> CONSIGNA: ¿Cómo prosigue la notificación sobre el libro «Jesus Symbol of God» que figura más abajo? Continúala a partir de su última oración.

------ TEXTO EXTRAÍDO

P. Roger Haight S.J.


CONGREGACIÓN PARA LA DOCTRINA DE LA FE

NOTIFICACIÓN SOBRE EL LIBRO
"JESUS SYMBOL OF GOD"
DEL PADRE ROGER HAIGHT, S.J.

Introducción

La Congregación para la doctrina de la fe, después de un esmerado estudio, ha juzgado que el libro Jesus Symbol of God (Maryknoll: Orbis Books, 1999) del padre Roger Haight, s.j., contiene graves errores doctrinales con respecto a algunas verdades fundamentales de la fe. Por tanto, ha decidido publicar al respecto la presente Notificación, con la que se concluye el correspondiente proceso de examen.

Después de una primera evaluación realizada por expertos, se decidió encomendar directamente el caso al Ordinario del autor. El 14 de febrero de 2000, se transmitió una serie de Observaciones al padre Peter-Hans Kolvenbach, prepósito general de la Compañía de Jesús, invitándolo a dar a conocer al autor los errores presentes en el libro, y pidiéndole que sometiera las necesarias aclaraciones y rectificaciones al juicio de la Congregación para la doctrina de la fe (cf. Reglamento para el examen de las doctrinas, cap. II).

La respuesta del padre Roger Haight, s.j., presentada el 28 de junio de 2000, ni aclaraba ni rectificaba los errores señalados. Por ese motivo, y también teniendo en cuenta que el libro estaba bastante difundido, se decidió proceder a un examen doctrinal (cf. Reglamento para el examen de las doctrinas, cap. III), prestando particular atención al método teológico del autor.

Tras la evaluación de los teólogos consultores de la Congregación para la doctrina de la fe, la sesión ordinaria del 13 de febrero de 2002 confirmó que Jesus Symbol of God contenía afirmaciones erróneas, cuya divulgación implicaba un grave perjuicio para los fieles. Así pues, se decidió seguir el «procedimiento de urgencia» (cf. Reglamento para el examen de las doctrinas, cap. IV).

Al respecto, a tenor del artículo 26 del Reglamento para el examen de las doctrinas, el 22 de julio de 2002 se transmitió al prepósito general de la Compañía de Jesús la lista de las afirmaciones erróneas y una evaluación general de la visión hermenéutica del libro, pidiéndole que invitara al padre Roger Haight, s.j., a entregar, en un plazo de dos meses, una aclaración de su metodología y una corrección, en fidelidad a la enseñanza de la Iglesia, de los errores contenidos en su libro.

La respuesta del autor, entregada el 31 de marzo de 2003, fue examinada por la sesión ordinaria de la Congregación, celebrada el 8 de octubre de 2003. La forma literaria del texto suscitaba dudas sobre su autenticidad, es decir, sobre si se trataba realmente de una respuesta personal del padre Roger Haight, s.j. Por eso, se pidió su respuesta firmada.

Esa respuesta firmada llegó el 7 de enero de 2004. La sesión ordinaria de la Congregación, el 5 de mayo de 2004, la examinó, y reafirmó que el libro Jesus Symbol of God contenía afirmaciones contrarias a las verdades de la fe divina y católica pertenecientes al primer apartado de la Professio fidei, relativas a la preexistencia del Verbo, la divinidad de Jesús, la Trinidad, el valor salvífico de la muerte de Jesús, la unicidad y universalidad de la mediación salvífica de Jesús y de la Iglesia, y la resurrección de Jesús. También se evaluó negativamente el uso de un método teológico impropio. Por ello, se juzgó necesaria la publicación de una Notificación al respecto.

------------
------ MATERIAL PROPORCIONADO

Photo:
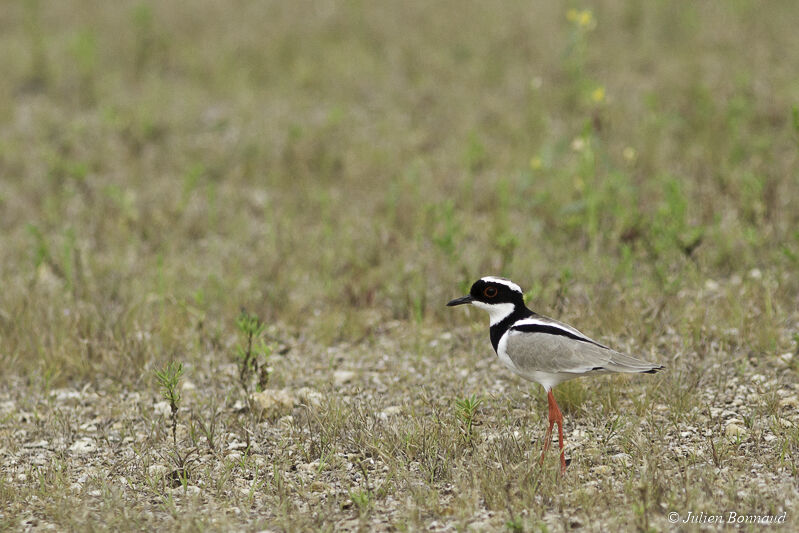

------------

> RESPUESTA AL EJERCICIO:
El método teológico

En el Proemio de su libro, Jesus Symbol of God, el autor afirma que hoy la teología debería realizarse en diálogo con el mundo posmoderno, pero debería también «permanecer fiel a la revelación originaria y a la constante tradición» (p. XII), en el sentido de que los datos de la fe constituyen la norma y el criterio para la hermenéutica teológica. Afirma también que se debe establecer una «correlación crítica» (cf. pp. 40-47) entre estos datos y las formas y las características del pensamiento posmoderno, que se distingue, en parte, por una historicidad radical y por una conciencia pluralista (cf. pp. 24, 330-334): «La tradición debe ser recibida críticamente en la situación actual» (p. 46).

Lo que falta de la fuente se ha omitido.